> **TEXTO FORNECIDO**:
· · · · · · ·
Lançado no final de 2019, pela Imprensa Oficial de SP, em edição bilíngue (português-inglês), Terra papagalorum é um livro póstumo de Paulo Vanzolini com desenhos de Gerda Brentani (1906-1999), artista italiana que se radicou em São Paulo na década de 1940.

Terra papagalorum estava aguardando publicação desde a década de 1980. Foi Cecília Scharlach, coordenadora editorial da Imprensa Oficial de SP, quem organizou a obra e escreveu seu posfácio.

Terra papagalorum reúne mais de 80 “verbetes” sobre diferentes animais de nossa fauna. Porém, não são verbetes científicos escritos pelo zoólogo Vanzolini, mas, sim, textos leves, um híbrido entre poesia e coloquialidade, de um Vanzolini poeta, observador e amante da natureza. Um rápido exemplo é a definição da “Caranguejeira”: “A caranguejeira é feia mas/não é brava.//Pode ser desenhada como/máscara de guerreiro oriental (…)”.


À sua maneira, o livro carrega em si algo de um “bestiário”, gênero literário repleto de alegoria ou de fantasia na descrição de animais reais ou irreais. Se nosso conhecimento não falha, parece que todos os animais do “bestiário” de Vanzolini são do mundo real, ou melhor, do Brasil real.


Será precipitado dizer que Terra papagalorum ganharia em interpretação ao ser lido comparativamente com o Bestiário, de Júlio Cortazar, ou O Livro dos Seres Imaginários, de Jorge Luis Borges, e tantos outros nessa linha?

Nesse sentido, leia só o que escreve Vanzolini para o inseto de nome “Jequitiranaboia”:


A jequitiranaboia procura o pau

seco para pôr seus ovos.

O caboclo pensa que foi o

Inseto quem matou a árvore.

E quem mata uma árvore só

com o pousar nela, a coisas

menores e menos duras, que

fará? Ainda mais que a cabeça

parece tanto uma caveira.


Algo parecido se repete na definição sobre a “lacraia, aranha de teia”: “(…) As viúvas-negras, as aranhas armadeiras e algumas/outras espécies de feições modestas matam - seu veneno/é tão ruim quanto o das cascavéis. Gostam de viver/junto do homem, em sua/própria casa.”


Sem parecer insistente a nossa tese de que há um bestiário em Terra papagalorum, separamos mais uma descrição, a do “Sapo-itanha”: “O sapo-itanha é extremamente/rancoroso e tem grande/capacidade maléfica./Experimente dar um pontapé na/itanha. Experimente só.//Ele entra na tua casa quando/você estiver dormindo, sobe no/teu peito e faz um montão de/espuma até te sufocar.//De manhã você está duro.”
· · · · · · ·
> **TRECHOS DE DADOS**:
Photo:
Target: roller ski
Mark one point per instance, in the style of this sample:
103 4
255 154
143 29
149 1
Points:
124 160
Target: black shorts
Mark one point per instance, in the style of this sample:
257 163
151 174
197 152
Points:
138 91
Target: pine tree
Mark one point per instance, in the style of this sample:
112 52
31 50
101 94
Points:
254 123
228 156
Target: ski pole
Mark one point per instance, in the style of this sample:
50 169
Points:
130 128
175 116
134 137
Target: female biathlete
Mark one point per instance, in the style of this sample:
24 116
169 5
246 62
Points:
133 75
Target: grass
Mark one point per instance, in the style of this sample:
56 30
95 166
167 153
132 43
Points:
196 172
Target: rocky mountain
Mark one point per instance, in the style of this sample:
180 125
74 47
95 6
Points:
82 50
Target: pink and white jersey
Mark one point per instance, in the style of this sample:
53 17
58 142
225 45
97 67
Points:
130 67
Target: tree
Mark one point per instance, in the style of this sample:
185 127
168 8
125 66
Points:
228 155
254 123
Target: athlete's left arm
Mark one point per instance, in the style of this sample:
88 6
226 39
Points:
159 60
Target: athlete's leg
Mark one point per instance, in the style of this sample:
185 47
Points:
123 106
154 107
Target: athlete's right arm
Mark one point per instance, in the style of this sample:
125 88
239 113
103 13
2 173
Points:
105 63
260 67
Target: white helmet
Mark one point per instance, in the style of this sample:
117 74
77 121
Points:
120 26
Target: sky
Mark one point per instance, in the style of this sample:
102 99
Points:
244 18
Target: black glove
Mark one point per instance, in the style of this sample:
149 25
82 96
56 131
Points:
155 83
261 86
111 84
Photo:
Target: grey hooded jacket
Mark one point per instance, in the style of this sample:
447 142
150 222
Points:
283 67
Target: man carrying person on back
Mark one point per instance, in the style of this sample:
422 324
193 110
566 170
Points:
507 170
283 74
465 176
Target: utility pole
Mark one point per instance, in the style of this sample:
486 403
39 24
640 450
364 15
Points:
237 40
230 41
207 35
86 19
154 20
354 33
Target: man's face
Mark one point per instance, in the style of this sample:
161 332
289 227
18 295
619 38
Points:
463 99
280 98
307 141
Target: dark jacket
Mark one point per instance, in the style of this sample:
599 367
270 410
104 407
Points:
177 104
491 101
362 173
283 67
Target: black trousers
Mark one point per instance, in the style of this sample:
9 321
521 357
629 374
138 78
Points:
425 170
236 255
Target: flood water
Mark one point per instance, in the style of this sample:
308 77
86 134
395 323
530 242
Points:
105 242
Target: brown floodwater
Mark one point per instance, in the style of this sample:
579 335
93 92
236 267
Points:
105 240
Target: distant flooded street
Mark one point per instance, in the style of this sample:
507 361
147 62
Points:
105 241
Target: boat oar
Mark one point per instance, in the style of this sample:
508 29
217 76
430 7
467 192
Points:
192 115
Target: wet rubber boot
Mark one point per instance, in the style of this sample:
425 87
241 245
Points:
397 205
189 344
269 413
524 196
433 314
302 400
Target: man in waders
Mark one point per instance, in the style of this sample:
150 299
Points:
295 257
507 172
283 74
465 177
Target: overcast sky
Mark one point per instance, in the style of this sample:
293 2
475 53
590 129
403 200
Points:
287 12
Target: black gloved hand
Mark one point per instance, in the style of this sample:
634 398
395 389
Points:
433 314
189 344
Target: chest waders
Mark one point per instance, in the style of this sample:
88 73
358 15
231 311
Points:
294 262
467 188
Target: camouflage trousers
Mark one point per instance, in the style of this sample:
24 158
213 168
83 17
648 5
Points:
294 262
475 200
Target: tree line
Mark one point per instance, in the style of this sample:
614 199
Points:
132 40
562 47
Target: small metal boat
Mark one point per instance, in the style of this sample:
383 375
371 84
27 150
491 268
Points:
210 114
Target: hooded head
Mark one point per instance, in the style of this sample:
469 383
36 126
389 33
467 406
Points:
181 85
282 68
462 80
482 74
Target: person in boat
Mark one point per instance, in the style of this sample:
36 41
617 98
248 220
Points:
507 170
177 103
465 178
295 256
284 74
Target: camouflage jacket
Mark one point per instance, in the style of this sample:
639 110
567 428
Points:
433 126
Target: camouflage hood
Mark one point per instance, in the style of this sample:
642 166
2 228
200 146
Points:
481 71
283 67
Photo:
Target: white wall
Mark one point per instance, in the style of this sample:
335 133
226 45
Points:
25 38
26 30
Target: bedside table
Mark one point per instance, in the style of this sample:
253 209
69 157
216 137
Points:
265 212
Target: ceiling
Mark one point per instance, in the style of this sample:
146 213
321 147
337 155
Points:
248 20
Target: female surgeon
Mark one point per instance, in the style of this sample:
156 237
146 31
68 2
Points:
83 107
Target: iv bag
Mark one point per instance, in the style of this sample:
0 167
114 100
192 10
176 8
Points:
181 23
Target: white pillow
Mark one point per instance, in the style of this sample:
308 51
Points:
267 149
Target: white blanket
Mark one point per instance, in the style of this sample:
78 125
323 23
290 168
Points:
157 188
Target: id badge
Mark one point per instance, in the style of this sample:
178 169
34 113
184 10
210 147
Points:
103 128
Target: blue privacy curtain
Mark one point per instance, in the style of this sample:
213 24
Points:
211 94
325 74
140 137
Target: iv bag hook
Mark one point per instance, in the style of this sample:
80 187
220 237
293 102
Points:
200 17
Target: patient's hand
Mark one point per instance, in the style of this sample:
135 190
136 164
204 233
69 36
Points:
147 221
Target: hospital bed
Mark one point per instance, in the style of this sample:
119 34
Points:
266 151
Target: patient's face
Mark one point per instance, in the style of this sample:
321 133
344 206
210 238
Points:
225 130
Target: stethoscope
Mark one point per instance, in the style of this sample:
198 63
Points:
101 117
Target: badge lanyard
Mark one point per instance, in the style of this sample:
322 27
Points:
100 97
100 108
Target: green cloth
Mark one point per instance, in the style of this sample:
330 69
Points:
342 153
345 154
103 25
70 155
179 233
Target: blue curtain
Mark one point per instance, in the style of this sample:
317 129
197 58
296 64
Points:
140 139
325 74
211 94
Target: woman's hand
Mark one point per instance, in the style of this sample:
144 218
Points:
· · · · · · ·
> **QUESTÃO A**:
Responda com base no texto sobre Terra papagalorum:
(i) Quem organizou a obra e escreveu seu posfácio?
(ii) Quantos "verbetes" o livro reúne?
(iii) Onde a jequitiranaboia procura pôr seus ovos?
> **QUESTÃO B**:
Transcreva sem nenhuma alteração o trecho do texto sobre Terra papagalorum que vai de "À sua maneira, o" até "outros nessa linha?".

> **RESPOSTA A**:
(i) Cecília Scharlach, coordenadora editorial da Imprensa Oficial de SP.
(ii) Mais de 80.
(iii) No pau seco.

> **RESPOSTA B**:
À sua maneira, o livro carrega em si algo de um “bestiário”, gênero literário repleto de alegoria ou de fantasia na descrição de animais reais ou irreais. Se nosso conhecimento não falha, parece que todos os animais do “bestiário” de Vanzolini são do mundo real, ou melhor, do Brasil real.


Será precipitado dizer que Terra papagalorum ganharia em interpretação ao ser lido comparativamente com o Bestiário, de Júlio Cortazar, ou O Livro dos Seres Imaginários, de Jorge Luis Borges, e tantos outros nessa linha?